Big banks’ share traders are raking it in right now. Sure, stock market indexes have been flying high, but it’s been far from certain in recent years that traditional Wall Street firms would reap the benefits with electronic market makers storming the zone.
Despite the blistering growth of these rivals, the equities desks at Goldman Sachs Group Inc. and Morgan Stanley made record revenue last year, the banks reported Thursday. The question now is whether the industry is at a peak.
Investors would be forgiven a touch of vertigo, but there are areas still due a recovery, including new listings, that should help buoy trading this year. Beyond 2026, however, a return to earth looks likely.
The sheer amount of money banks are making in stock markets is remarkable. Goldman’s $16.5 billion of revenue from equities alone was $3 billion greater than in 2024. It is also only marginally lower than the $17.1 billion combined haul of the four biggest European banks in 2024.
Morgan Stanley’s equities business grew 28% to $15.6 billion last year, also a record. JPMorgan Chase & Co. reported the strongest percentage revenue rise, up 29% versus 2024, while Bank of America Corp. and Citigroup Inc. also saw healthy growth.

The fact that these businesses are so strong even as electronic upstarts such as Jane Street LLC and Citadel Securities enjoy a boom illustrates a point I’ve made before: These two groups don’t compete directly in much of their business. Investment banks are increasingly focused on lending to hedge funds and other proprietary traders as well as selling more complex and higher margin derivatives.
At Goldman, the only bank to disclose what it makes from financing other traders, the lending side of the equities business was 44% of total revenue in 2025, up from 41% in 2024. On Wednesday, Citigroup flagged the greater share of revenue it now gets from financing in markets, although it doesn’t report specific numbers.
Prime brokerage, as this business is known, has become popular with the rise of very large multi-strategy hedge funds and because it’s meant to be a more durable source of revenue than matching buyers and sellers. Also, the fast-growing non-banks are more likely to be borrowers, they don’t make loans themselves.
But funding hedge funds is still a cyclical business. Fees are directly linked to stock market valuations because when share prices rise, the size of loans and the interest on them grows, too. Also, in buoyant markets, leveraged funds will take more risk, borrowing more relative to their capital. A big drop in markets can lead to both elements unwinding — sometimes dramatically.

····················

Please reproduce, word for word, everything in the bank trading article from "The sheer amount" down to "saw healthy growth.". The records that follow were taken from a different source.

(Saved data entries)
····················

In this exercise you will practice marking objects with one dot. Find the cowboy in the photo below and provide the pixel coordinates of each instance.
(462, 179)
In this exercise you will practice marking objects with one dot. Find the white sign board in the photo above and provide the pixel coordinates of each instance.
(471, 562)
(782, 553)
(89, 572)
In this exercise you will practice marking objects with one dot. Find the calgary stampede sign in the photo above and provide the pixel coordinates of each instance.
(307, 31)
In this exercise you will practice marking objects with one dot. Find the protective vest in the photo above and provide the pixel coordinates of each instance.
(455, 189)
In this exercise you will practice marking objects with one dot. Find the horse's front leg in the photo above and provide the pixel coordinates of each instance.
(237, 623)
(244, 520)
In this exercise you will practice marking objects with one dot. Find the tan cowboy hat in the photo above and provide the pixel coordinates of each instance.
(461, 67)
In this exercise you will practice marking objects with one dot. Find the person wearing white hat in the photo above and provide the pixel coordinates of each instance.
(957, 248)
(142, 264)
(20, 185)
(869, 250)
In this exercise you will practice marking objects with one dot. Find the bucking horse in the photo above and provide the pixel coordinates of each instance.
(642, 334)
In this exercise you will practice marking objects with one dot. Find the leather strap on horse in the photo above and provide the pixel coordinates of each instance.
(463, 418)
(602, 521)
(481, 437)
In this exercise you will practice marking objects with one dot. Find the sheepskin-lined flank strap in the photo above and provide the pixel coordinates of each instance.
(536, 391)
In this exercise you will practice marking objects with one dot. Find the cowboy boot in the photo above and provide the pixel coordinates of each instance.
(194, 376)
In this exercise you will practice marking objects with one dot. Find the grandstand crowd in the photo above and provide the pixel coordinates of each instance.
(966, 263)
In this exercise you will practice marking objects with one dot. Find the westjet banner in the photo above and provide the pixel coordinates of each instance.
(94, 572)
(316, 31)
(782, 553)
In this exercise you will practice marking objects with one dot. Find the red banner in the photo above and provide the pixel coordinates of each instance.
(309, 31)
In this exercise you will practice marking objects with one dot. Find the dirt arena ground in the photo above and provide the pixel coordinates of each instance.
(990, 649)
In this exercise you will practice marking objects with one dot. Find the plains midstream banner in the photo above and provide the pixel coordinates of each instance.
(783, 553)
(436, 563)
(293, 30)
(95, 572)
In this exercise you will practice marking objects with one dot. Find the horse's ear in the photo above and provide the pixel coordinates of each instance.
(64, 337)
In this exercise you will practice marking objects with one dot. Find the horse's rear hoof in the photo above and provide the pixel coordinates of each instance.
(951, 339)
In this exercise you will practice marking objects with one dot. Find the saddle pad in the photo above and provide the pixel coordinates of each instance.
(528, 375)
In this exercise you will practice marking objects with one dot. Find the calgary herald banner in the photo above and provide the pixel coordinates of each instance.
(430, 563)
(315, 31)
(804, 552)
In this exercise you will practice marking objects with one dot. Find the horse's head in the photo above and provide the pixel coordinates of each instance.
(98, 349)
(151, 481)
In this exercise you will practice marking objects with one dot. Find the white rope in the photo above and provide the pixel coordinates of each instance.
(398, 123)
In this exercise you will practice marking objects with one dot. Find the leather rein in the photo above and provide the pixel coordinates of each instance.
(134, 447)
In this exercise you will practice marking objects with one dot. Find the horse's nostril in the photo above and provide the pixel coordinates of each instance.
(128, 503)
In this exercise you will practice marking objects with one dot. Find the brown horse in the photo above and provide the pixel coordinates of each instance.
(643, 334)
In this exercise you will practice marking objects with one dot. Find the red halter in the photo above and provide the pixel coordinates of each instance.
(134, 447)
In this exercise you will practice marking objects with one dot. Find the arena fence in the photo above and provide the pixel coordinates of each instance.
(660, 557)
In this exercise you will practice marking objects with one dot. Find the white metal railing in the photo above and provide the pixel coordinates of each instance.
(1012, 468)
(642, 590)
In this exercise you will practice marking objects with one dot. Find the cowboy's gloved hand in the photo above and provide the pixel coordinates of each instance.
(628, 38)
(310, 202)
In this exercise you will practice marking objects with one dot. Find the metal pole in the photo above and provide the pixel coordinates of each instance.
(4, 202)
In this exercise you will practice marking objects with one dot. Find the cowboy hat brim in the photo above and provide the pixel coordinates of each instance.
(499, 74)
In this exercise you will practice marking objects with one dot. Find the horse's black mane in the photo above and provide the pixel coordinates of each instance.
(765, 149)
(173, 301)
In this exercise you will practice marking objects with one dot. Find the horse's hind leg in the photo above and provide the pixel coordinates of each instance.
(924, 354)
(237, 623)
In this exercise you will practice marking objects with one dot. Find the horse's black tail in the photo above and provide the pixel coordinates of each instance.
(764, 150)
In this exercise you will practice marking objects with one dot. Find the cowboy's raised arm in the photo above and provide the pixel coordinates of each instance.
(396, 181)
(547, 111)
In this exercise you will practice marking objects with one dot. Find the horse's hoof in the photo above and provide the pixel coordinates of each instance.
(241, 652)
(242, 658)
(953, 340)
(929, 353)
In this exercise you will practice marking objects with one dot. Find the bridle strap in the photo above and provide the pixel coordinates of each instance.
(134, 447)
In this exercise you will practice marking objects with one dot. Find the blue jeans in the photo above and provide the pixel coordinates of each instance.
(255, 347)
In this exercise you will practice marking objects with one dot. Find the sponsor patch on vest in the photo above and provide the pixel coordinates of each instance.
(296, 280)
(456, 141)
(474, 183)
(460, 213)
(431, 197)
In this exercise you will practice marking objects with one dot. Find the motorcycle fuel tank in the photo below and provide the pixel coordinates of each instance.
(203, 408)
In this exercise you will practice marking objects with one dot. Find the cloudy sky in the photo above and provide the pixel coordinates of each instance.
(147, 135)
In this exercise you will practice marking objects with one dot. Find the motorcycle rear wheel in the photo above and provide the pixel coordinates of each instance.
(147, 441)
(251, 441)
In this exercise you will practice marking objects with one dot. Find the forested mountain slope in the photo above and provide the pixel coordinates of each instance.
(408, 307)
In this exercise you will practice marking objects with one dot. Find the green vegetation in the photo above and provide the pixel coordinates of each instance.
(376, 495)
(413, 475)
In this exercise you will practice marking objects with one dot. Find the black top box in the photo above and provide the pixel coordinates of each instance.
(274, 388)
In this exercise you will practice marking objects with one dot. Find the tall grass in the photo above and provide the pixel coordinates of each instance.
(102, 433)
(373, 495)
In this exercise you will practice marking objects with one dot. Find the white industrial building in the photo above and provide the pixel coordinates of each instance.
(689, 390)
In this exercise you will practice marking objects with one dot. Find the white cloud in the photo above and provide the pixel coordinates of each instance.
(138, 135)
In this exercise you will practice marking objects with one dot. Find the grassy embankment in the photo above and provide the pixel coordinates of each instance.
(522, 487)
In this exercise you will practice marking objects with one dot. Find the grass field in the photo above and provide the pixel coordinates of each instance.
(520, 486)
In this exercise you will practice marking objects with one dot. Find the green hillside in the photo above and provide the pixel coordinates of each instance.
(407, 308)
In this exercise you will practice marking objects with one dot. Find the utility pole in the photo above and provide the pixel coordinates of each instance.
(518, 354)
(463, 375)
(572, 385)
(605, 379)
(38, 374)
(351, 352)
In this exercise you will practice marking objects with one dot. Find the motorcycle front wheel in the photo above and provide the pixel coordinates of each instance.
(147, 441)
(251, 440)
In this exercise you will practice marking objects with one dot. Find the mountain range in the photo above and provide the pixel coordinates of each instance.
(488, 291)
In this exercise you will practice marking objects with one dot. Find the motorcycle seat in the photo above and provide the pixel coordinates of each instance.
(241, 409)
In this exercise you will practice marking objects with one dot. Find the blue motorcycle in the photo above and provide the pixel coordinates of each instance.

····················

- _Written response_
The sheer amount of money banks are making in stock markets is remarkable. Goldman’s $16.5 billion of revenue from equities alone was $3 billion greater than in 2024. It is also only marginally lower than the $17.1 billion combined haul of the four biggest European banks in 2024.
Morgan Stanley’s equities business grew 28% to $15.6 billion last year, also a record. JPMorgan Chase & Co. reported the strongest percentage revenue rise, up 29% versus 2024, while Bank of America Corp. and Citigroup Inc. also saw healthy growth.